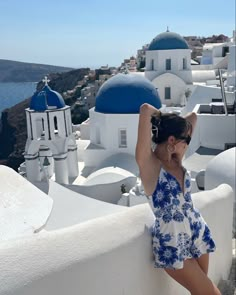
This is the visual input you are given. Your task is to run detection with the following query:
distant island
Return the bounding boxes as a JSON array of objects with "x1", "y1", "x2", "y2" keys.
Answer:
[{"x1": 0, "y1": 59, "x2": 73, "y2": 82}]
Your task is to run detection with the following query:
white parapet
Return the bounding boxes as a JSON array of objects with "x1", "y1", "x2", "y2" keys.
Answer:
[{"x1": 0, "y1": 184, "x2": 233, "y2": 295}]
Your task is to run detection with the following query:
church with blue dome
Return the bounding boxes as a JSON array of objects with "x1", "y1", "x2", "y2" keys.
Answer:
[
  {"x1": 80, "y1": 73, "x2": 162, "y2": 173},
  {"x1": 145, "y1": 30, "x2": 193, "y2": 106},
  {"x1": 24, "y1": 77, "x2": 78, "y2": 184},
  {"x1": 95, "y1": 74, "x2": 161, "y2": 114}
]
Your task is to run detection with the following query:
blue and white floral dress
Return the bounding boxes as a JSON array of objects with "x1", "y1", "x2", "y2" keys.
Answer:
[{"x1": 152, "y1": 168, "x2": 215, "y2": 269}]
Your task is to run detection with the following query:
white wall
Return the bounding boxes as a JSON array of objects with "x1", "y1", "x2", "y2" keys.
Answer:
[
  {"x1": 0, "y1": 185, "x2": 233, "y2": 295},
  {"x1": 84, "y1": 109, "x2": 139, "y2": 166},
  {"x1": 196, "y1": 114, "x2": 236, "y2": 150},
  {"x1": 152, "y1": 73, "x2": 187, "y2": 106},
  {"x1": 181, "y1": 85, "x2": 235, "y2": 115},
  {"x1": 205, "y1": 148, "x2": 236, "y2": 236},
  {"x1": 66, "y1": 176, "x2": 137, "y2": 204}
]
...
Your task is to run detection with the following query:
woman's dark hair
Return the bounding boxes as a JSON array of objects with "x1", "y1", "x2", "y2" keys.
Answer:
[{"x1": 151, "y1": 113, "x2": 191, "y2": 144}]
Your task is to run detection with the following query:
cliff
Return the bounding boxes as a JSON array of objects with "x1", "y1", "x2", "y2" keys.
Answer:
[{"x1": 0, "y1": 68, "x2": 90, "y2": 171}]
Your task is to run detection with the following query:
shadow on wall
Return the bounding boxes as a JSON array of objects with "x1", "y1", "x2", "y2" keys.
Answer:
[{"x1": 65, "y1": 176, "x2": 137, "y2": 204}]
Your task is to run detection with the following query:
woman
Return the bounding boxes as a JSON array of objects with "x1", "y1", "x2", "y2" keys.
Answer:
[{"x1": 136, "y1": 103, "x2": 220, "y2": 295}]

Short exercise: Pull out every line of the rows that contains the string "white", matching case.

Solved exercise:
white parapet
blue and white floral dress
white wall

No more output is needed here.